● **Passage for review**
━━━━
USP General Chapter <800> provides standards for safe handling of hazardous drugs to minimize the risk of exposure to healthcare personnel, patients and the environment. The National Institute for Occupational Safety and Health (NIOSH) considers drugs to be hazardous that exhibit one or more of the following characteristics in humans or animals: carcinogenicity, teratogenicity or developmental toxicity, reproductive toxicity, organ toxicity at low doses, genotoxicity, or structure and toxicity profiles of new drugs that mimic existing hazardous drugs. General Chapter <800> describes requirements including responsibilities of personnel handling hazardous drugs; facility and engineering controls; procedures for deactivating, decontaminating and cleaning; spill control; and documentation. These standards apply to all healthcare personnel who receive, prepare, administer, transport or otherwise come in contact with hazardous drugs.
The General Chapter was first published on Feb. 1, 2016, in USP 39–NF 34, First Supplement, and will become official on July 1, 2018. The delayed official implementation date allows facilities more than two years to implement the new standard.
USP General Chapter <800> was published twice in the Pharmacopeial Forum or public comment. USP received over 1,300 comments from approximately 150 stakeholders during the second public comment period (Dec. 1, 2014, to May 31, 2015). All of the public comments were reviewed by the USP Compounding Expert Committee and many of them are incorporated in the final published chapter. Read the Compounding Expert Committee’s responses to the public comments in the Commentary (posted Feb. 1, 2016).
━━━━
● **Given data**
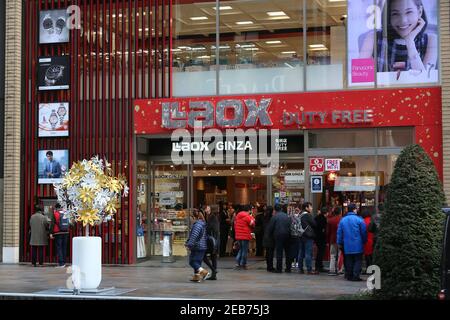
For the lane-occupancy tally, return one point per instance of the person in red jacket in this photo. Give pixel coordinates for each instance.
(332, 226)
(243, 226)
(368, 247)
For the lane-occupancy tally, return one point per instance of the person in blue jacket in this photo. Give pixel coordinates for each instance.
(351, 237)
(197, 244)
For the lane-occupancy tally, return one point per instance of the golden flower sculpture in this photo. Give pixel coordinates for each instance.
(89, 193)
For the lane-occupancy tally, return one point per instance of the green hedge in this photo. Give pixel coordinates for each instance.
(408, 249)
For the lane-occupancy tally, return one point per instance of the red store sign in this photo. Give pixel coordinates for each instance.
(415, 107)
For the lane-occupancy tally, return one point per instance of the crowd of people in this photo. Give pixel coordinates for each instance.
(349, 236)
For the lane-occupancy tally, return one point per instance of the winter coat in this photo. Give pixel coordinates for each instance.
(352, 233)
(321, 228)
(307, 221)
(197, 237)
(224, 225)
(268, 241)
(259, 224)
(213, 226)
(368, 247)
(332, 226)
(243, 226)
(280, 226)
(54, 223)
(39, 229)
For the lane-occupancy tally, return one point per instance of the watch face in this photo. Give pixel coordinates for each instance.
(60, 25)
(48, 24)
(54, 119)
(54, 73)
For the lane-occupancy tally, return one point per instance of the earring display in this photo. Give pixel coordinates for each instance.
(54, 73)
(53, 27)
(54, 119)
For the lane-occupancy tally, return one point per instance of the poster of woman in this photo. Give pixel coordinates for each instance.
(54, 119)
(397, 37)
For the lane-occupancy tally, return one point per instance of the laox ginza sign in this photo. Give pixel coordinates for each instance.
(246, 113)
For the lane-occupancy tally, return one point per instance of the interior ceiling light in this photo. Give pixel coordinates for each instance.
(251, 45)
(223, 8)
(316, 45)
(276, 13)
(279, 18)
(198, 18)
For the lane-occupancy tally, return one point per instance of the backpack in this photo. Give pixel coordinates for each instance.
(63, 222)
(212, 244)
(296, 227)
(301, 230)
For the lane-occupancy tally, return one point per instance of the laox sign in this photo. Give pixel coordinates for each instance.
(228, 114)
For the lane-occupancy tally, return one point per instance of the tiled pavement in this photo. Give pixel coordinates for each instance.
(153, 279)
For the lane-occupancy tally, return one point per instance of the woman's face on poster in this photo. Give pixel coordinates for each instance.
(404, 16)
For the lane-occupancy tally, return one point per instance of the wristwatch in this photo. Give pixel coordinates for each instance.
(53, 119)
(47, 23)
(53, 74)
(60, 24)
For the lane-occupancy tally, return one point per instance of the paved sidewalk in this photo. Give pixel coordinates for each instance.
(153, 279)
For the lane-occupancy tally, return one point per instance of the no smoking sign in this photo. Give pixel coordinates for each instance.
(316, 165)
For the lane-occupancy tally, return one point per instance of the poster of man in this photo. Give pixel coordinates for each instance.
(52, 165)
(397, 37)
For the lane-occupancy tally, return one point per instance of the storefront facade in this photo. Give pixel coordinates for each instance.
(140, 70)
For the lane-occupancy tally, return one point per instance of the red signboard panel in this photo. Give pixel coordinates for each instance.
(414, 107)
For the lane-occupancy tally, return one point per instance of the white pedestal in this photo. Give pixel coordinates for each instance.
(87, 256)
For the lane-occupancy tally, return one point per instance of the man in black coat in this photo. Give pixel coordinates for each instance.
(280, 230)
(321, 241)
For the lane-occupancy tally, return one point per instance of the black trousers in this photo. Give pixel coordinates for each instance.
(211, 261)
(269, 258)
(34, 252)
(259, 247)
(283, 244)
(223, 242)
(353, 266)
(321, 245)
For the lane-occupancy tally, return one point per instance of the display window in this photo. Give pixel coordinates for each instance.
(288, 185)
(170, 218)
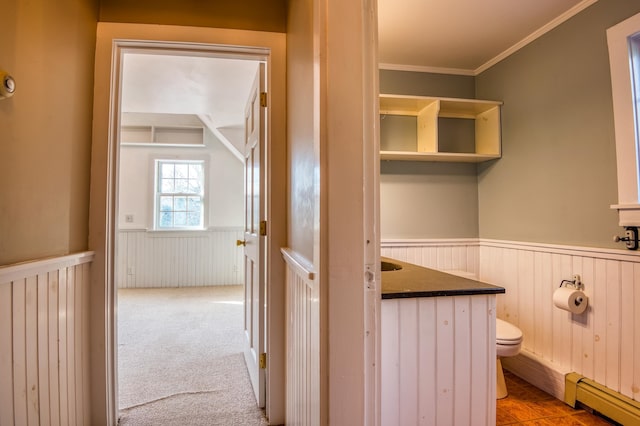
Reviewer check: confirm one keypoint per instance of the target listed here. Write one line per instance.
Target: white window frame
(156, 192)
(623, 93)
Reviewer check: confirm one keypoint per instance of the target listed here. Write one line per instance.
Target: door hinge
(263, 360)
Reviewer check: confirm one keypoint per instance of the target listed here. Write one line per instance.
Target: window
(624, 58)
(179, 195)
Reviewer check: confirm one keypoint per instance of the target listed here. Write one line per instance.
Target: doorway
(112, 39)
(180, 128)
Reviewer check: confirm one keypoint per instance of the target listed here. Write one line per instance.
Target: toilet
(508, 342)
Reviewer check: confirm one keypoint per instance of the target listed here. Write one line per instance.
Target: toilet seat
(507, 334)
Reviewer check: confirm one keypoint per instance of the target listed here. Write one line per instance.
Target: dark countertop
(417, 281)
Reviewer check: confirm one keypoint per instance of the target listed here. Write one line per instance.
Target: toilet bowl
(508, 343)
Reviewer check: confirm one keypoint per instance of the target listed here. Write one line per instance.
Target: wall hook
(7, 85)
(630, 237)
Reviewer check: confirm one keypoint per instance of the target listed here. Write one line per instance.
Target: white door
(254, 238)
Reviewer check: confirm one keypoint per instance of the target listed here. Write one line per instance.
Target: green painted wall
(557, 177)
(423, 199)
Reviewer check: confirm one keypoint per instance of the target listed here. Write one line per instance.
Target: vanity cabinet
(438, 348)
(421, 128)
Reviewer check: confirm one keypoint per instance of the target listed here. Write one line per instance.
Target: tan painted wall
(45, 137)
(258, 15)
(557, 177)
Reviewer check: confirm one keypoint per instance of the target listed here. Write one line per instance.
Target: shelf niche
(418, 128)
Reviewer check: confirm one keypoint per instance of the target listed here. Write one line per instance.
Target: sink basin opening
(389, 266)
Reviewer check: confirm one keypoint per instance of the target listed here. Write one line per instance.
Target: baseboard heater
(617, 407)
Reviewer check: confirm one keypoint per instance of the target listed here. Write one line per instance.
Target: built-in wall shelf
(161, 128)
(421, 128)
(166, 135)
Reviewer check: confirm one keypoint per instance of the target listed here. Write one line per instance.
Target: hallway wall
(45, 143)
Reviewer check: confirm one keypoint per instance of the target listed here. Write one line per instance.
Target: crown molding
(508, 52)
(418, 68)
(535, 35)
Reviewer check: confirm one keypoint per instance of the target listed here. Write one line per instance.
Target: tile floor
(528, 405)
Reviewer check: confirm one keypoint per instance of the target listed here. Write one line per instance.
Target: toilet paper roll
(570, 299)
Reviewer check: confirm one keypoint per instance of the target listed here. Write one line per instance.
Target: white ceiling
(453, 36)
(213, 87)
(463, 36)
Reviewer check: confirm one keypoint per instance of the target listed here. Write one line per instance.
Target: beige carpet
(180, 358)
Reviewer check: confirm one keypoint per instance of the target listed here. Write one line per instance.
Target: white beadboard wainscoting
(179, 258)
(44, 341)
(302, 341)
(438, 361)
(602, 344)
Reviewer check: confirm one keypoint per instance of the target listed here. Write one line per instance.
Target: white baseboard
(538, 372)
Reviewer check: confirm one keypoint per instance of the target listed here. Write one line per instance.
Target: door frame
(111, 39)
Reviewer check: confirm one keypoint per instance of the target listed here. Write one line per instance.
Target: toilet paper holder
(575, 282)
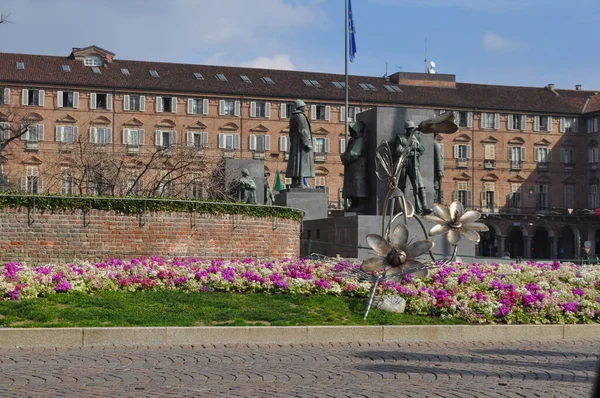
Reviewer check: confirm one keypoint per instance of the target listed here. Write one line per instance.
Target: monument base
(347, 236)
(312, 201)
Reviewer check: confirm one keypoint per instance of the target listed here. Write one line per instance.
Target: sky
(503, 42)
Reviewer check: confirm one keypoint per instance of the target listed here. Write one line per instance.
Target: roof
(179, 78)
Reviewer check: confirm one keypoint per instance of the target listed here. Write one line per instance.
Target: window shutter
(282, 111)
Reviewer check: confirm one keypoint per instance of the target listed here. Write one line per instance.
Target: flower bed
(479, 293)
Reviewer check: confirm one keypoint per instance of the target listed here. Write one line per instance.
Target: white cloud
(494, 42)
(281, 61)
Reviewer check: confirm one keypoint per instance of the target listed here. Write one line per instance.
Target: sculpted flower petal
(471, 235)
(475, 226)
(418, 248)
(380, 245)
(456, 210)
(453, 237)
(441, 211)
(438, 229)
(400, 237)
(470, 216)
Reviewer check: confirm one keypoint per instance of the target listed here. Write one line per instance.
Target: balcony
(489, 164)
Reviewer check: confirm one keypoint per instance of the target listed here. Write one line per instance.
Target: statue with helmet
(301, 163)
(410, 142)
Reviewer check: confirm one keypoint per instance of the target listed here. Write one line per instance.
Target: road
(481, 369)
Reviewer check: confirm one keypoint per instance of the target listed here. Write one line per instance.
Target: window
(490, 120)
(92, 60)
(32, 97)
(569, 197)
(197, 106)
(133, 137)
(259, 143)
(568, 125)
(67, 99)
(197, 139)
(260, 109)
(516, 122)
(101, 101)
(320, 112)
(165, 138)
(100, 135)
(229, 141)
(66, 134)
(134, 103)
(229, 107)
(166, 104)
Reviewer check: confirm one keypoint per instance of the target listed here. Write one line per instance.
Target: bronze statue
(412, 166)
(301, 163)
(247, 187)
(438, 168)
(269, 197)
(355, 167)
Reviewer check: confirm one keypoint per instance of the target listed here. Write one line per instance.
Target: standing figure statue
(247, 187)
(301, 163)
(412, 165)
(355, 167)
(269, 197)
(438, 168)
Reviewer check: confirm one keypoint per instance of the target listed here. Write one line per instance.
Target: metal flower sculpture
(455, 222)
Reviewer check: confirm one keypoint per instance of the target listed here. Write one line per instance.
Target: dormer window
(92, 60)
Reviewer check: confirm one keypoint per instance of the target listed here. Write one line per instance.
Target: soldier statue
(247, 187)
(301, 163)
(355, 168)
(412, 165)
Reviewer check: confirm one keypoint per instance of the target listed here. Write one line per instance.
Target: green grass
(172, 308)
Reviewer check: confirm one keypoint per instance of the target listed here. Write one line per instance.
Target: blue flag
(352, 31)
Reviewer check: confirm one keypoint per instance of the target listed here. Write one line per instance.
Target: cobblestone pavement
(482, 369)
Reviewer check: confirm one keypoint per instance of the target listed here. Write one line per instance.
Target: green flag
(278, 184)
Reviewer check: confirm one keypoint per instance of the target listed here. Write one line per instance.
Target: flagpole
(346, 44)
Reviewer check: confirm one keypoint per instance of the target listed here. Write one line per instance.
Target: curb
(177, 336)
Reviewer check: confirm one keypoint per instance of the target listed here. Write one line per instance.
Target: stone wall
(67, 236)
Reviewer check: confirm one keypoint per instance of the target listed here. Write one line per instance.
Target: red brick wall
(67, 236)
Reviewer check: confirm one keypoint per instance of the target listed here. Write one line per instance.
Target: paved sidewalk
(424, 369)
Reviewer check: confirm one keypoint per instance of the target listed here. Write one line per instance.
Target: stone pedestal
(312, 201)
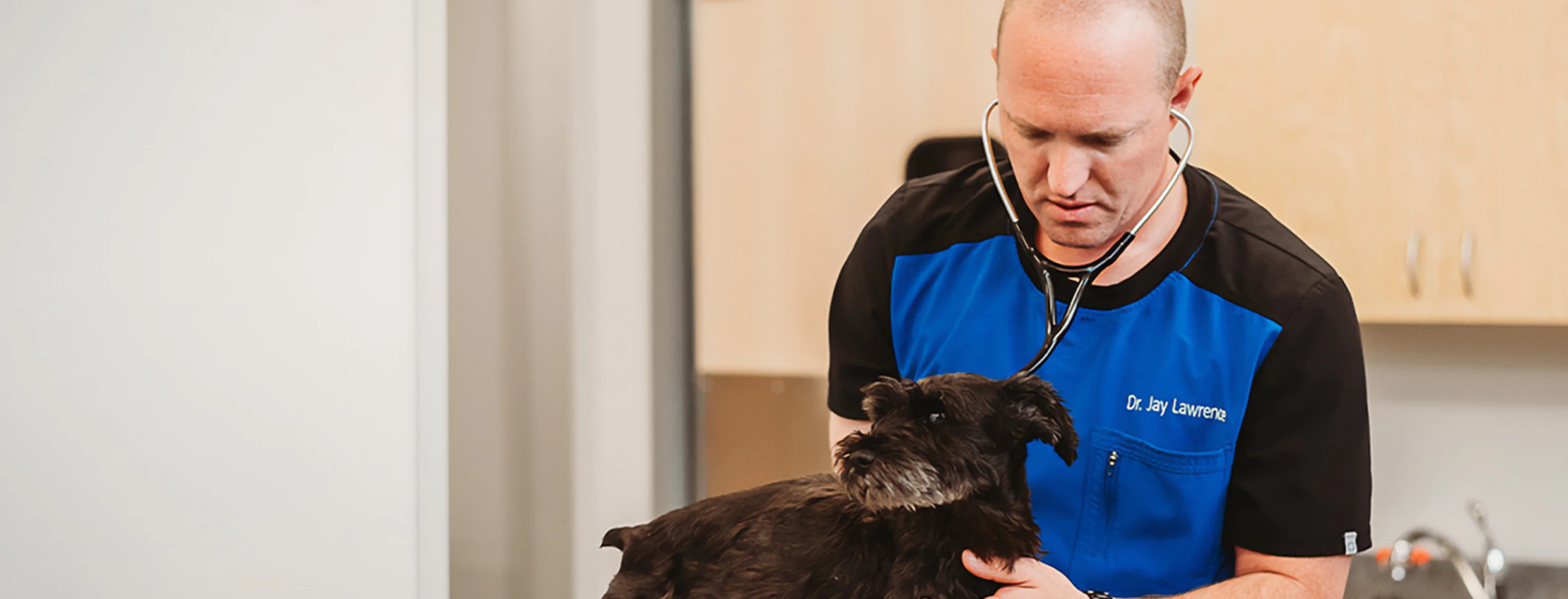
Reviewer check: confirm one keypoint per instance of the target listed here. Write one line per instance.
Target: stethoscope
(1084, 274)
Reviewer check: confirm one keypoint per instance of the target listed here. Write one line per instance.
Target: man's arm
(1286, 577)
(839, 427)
━━━━
● **Task description**
Copy out the full text on USP General Chapter <800> from above, word for word, keeping every paragraph.

● **Exercise output**
USP General Chapter <800> provides standards for safe handling of hazardous drugs to minimize the risk of exposure to healthcare personnel, patients and the environment. The National Institute for Occupational Safety and Health (NIOSH) considers drugs to be hazardous that exhibit one or more of the following characteristics in humans or animals: carcinogenicity, teratogenicity or developmental toxicity, reproductive toxicity, organ toxicity at low doses, genotoxicity, or structure and toxicity profiles of new drugs that mimic existing hazardous drugs. General Chapter <800> describes requirements including responsibilities of personnel handling hazardous drugs; facility and engineering controls; procedures for deactivating, decontaminating and cleaning; spill control; and documentation. These standards apply to all healthcare personnel who receive, prepare, administer, transport or otherwise come in contact with hazardous drugs.
The General Chapter was first published on Feb. 1, 2016, in USP 39–NF 34, First Supplement, and will become official on July 1, 2018. The delayed official implementation date allows facilities more than two years to implement the new standard.
USP General Chapter <800> was published twice in the Pharmacopeial Forum or public comment. USP received over 1,300 comments from approximately 150 stakeholders during the second public comment period (Dec. 1, 2014, to May 31, 2015). All of the public comments were reviewed by the USP Compounding Expert Committee and many of them are incorporated in the final published chapter. Read the Compounding Expert Committee’s responses to the public comments in the Commentary (posted Feb. 1, 2016).